[Opening Records section]

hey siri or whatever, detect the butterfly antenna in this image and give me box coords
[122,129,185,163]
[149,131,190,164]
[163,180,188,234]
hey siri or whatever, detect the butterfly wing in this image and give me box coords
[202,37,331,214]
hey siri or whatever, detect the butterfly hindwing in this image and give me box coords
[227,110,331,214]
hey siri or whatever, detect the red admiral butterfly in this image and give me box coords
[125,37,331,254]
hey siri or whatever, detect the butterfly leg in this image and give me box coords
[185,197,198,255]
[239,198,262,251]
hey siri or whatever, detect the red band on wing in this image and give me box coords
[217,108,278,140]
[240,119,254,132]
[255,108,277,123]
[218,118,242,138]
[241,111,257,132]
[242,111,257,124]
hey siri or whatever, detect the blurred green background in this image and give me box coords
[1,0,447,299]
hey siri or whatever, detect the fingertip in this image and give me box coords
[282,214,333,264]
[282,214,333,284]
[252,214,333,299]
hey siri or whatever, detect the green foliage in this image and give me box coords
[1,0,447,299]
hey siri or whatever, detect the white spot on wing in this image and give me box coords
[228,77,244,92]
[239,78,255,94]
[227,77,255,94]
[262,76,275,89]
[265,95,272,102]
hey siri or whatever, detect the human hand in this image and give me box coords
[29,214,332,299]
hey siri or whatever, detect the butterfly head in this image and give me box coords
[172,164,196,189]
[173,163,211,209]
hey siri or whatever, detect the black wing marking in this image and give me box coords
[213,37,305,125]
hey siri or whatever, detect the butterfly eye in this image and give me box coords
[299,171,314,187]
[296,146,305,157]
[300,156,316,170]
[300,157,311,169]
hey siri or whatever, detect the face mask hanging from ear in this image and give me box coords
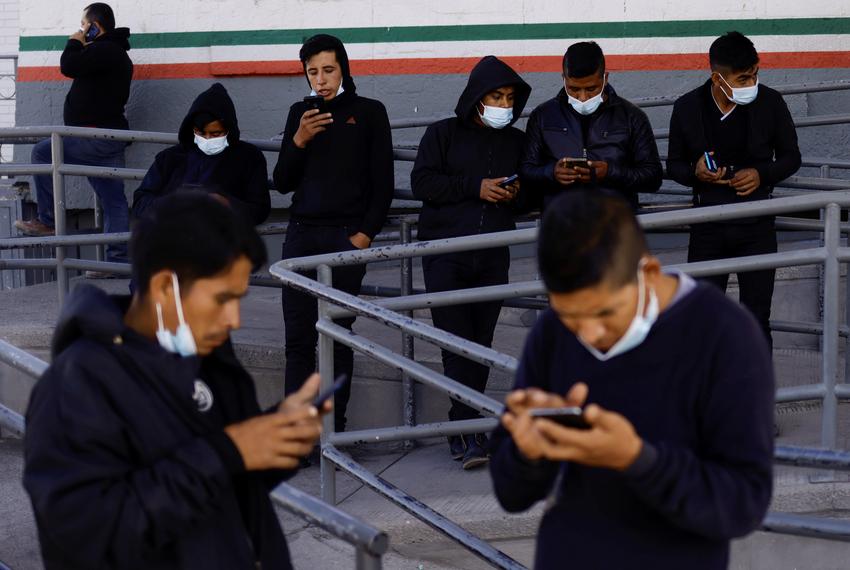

[Closing Records section]

- Work required -
All lines above must be repeated exactly, and the pictures must be omitted.

- Response to this task -
hey siri or whatever, detect the butterfly antenna in this image and give me box coords
[122,129,185,163]
[149,131,190,164]
[163,180,188,234]
hey siri or whatever, detect the butterfly wing in this image and give me box coords
[202,37,331,214]
hey siri or whatever, detect the butterfly hindwing in this image and give me box coords
[227,110,331,214]
hey siri or whatever, detect the red admiral butterfly in this image and give me box coords
[125,37,331,254]
hey siri or whatever, detect the butterfly leg in this image and give me box coords
[185,197,198,255]
[239,198,262,251]
hey siri or whatever, detect the red band on wing in this image and give me box coords
[217,108,278,140]
[240,119,254,132]
[255,108,277,123]
[218,118,242,138]
[241,111,257,132]
[242,111,257,124]
hey siri or whatever, detect the blurred green background in this image and give me box coords
[1,0,447,299]
hey siri or whatever, detect the fingertip in this image and give me box coords
[282,214,333,264]
[282,214,333,284]
[252,214,333,299]
hey siri or whatever, detect the green foliage in this image and give me box coords
[1,0,447,299]
hey siri or whatever, detect the white spot on wing in this image and give me box coords
[228,77,244,92]
[239,78,255,94]
[227,77,255,94]
[262,76,275,89]
[265,95,272,102]
hey siri or whatever, detect the human hand in this image and give me box coords
[29,214,332,299]
hey siri or whatever, detect the butterfly head in this image and give me box coords
[172,164,196,189]
[173,163,211,209]
hey siri or whatever, detect the black wing marking in this image and give me box coords
[213,37,305,125]
hey siri or whatever, detect the butterfly eye in this image and give me box coords
[299,171,314,187]
[296,146,305,157]
[300,156,316,170]
[300,157,311,169]
hey siri or whatever, detect the face mask hanging from ear in this image and give me box coords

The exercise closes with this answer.